### [The input]
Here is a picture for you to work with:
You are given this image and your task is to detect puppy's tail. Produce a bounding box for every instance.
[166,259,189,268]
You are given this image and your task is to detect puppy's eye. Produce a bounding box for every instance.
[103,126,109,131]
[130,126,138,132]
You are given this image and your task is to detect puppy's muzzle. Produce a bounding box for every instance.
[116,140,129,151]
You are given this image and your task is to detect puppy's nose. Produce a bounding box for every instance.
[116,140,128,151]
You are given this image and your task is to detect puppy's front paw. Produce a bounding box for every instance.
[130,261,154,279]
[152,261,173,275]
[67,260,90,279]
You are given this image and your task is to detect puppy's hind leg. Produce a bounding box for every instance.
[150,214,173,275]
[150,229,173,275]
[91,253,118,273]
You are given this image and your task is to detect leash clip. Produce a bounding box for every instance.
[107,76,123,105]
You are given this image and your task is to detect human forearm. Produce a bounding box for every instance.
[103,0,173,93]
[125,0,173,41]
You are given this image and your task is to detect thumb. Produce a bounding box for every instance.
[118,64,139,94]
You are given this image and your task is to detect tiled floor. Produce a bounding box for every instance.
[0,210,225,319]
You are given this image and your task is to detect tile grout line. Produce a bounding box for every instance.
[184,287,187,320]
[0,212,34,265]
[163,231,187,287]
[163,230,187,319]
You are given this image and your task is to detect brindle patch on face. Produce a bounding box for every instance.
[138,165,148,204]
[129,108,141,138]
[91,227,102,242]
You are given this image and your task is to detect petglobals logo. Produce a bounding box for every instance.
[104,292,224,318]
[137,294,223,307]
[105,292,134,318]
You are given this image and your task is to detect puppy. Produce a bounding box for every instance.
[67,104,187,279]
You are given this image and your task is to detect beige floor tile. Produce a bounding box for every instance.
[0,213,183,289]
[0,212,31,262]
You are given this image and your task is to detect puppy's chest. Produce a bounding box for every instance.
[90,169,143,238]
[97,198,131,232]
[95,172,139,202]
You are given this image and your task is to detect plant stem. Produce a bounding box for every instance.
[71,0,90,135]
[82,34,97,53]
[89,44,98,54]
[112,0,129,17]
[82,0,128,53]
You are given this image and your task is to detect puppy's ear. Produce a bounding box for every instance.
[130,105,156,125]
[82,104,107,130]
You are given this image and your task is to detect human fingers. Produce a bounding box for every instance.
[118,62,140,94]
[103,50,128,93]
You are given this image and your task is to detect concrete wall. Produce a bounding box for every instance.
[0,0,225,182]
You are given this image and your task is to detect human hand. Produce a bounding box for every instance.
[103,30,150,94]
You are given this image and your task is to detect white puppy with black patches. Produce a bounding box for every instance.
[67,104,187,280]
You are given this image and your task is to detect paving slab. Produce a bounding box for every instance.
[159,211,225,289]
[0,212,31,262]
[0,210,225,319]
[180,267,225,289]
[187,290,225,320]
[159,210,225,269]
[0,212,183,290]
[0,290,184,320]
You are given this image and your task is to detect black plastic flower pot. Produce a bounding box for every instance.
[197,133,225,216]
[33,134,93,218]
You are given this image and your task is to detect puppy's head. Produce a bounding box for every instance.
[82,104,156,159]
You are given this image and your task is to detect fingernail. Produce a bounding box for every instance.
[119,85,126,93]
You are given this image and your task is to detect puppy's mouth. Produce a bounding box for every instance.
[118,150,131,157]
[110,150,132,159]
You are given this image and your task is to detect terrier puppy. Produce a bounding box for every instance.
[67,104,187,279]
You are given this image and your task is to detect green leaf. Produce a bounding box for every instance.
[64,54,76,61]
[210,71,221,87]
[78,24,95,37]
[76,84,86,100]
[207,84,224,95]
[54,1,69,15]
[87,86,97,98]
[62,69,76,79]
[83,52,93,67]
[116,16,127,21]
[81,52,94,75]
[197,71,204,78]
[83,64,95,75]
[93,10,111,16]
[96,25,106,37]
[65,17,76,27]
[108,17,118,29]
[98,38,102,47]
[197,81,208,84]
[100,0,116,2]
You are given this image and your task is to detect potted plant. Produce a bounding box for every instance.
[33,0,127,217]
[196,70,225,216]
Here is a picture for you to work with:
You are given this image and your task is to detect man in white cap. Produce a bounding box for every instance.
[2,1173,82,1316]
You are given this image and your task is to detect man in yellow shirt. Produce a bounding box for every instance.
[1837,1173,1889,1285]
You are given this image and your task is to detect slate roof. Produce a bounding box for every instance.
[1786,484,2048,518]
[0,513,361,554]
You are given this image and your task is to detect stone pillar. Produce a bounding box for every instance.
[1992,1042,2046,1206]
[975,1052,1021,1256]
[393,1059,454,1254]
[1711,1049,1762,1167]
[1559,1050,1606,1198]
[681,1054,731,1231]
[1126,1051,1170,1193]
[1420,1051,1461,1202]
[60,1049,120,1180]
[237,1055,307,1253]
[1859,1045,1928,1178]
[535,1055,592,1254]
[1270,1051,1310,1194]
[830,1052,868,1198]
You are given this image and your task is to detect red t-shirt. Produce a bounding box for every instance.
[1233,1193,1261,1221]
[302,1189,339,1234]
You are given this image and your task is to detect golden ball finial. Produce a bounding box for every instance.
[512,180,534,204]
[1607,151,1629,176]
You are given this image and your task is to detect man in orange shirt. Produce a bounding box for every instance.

### [Problem to work on]
Your job is to output all of the material exactly.

### [Response]
Here is a picture for you to work with:
You are given this image and your task is to detect puppy's tail. Produce a bounding box for every instance.
[166,259,189,268]
You are given this image and your task is to detect puppy's eye. Produce a bounding box for every instance.
[103,126,109,131]
[130,126,138,132]
You are given this image and your task is to detect puppy's muzzle. Produce a bounding box for every instance.
[116,140,129,151]
You are given this image and your task is to detect puppy's nose. Produce a bounding box for every instance.
[116,140,128,151]
You are given this image and your task is to detect puppy's front paw. Produce a bounding box for every instance.
[130,261,154,279]
[152,261,173,275]
[67,260,90,279]
You are given this image and your task is to detect puppy's hind leg. Produce a bounding box for every instance.
[150,214,173,275]
[150,229,173,275]
[91,253,118,273]
You are given this image and your task is to detect leash clip. Produce a bounding box for every instance.
[107,76,123,105]
You are given this image and your task is to detect human forearm. Produce a bounding box for every instance.
[103,0,173,93]
[125,0,173,41]
You are given this image and your task is to detect thumb. Produce a bounding box for every instance.
[118,64,139,94]
You are given this image and your task is to detect tiled floor. Produce a bounding box for every instance.
[0,210,225,319]
You are given this image and your task is to detect tile grout line. Produce a bounding box for every instance.
[184,287,187,320]
[0,212,34,265]
[163,231,187,287]
[163,230,187,319]
You are given this image and your task is to detect brindle patch on face. Produce a bounding box for every instance.
[138,165,148,204]
[129,108,141,138]
[91,227,102,242]
You are given this image and your task is to detect petglobals logo. Produce a bounding box for every instance.
[104,292,224,318]
[137,294,223,307]
[105,292,134,318]
You are given this image and your task is to detect puppy. Produce a bounding box for every instance.
[67,104,187,279]
You are given this image and your task is to detect beige floor tile. Produce a bounding box for every instance.
[0,213,183,289]
[0,212,31,262]
You are given this image and your task is to detect puppy's chest. Produce a bounding box for every instance.
[90,169,143,238]
[97,198,131,232]
[95,172,139,202]
You are given this image and your task is to detect plant stem. Produce a bounding box for every instance.
[71,0,90,135]
[82,34,97,53]
[89,44,98,54]
[112,0,129,17]
[82,0,128,53]
You are given this image and your task is to detect puppy's ear. Produce a bounding box for every instance.
[130,105,156,125]
[82,104,107,130]
You are given this image and your task is to detect human fingers. Produce a bounding box for every instance.
[118,62,140,94]
[103,50,128,93]
You are given this image and your task is to detect concrete wall. Produce a bounding box for every instance.
[0,0,225,182]
You are given this image and your task is to detect human hand. Produce a bounding box for every instance.
[103,30,150,94]
You are given this image and your task is to detect white puppy with black patches. Produce a bounding box for every instance.
[67,104,187,280]
You are given this image and your task is to detect paving slab. Produce a bounding box for every instance.
[159,211,225,289]
[0,212,31,262]
[0,210,225,319]
[180,267,225,289]
[187,290,225,320]
[159,210,225,269]
[0,212,183,290]
[0,290,184,320]
You are given this image and your task is to detect black plastic flower pot. Produce a bounding box for every instance.
[197,133,225,216]
[33,134,93,218]
You are given this image and your task is to detect puppy's head. Produce a bounding box for every instance.
[82,104,156,159]
You are given this image and your task is to detect fingernail. Produce a bounding box for every instance.
[119,85,126,93]
You are given this image and your task is to detect puppy's mouth. Produce a bounding box for every instance.
[118,150,131,157]
[110,150,132,159]
You are given this image and your task is to detect terrier puppy. Produce a bounding box for every instance.
[67,104,187,279]
You are given this image and your task is to detect green leaf. Produce a bounding box for every instance.
[64,54,76,61]
[210,71,221,87]
[78,24,95,37]
[76,84,86,100]
[207,84,224,95]
[54,1,69,15]
[87,86,97,98]
[62,69,76,79]
[83,52,93,67]
[116,16,127,21]
[81,52,94,75]
[197,71,204,78]
[83,64,95,75]
[93,10,111,16]
[96,25,106,37]
[65,17,76,27]
[108,17,118,29]
[98,38,102,47]
[197,81,208,84]
[100,0,116,2]
You are given this image and your task is to detect potted plant. Produce a bounding box for every instance.
[33,0,127,217]
[196,70,225,216]
Here is a picture for you to work with:
You are given this image and your task is to detect man in white cap. Produce a bounding box for every instance.
[2,1173,82,1316]
You are given this image and your task is to detect man in yellow shirt. Produce a bounding box for every instance.
[1837,1173,1889,1285]
You are given this image and your task is to detect slate roof. Produce a bounding box for every instance.
[1786,484,2048,518]
[0,513,361,554]
You are given this image and your task is to detect stone pillar. Produce a bounding box for every instance.
[1992,1042,2046,1206]
[975,1052,1021,1256]
[393,1059,454,1254]
[1711,1049,1762,1167]
[1559,1050,1606,1198]
[681,1054,731,1231]
[1126,1051,1170,1193]
[1420,1051,1461,1202]
[60,1049,120,1180]
[237,1055,307,1253]
[1859,1045,1928,1178]
[535,1055,592,1254]
[1270,1051,1310,1194]
[830,1052,868,1198]
You are given this image and your task is to detect red t-shirt. Produce a bounding box for every instance.
[1233,1193,1261,1221]
[302,1189,339,1234]
You are given this image and your task is to detect golden ball finial. Produce a bounding box for every instance.
[512,180,534,204]
[1607,151,1629,176]
You are given this image and your task is to detect man in orange shirt. Produce a bounding box for every instance.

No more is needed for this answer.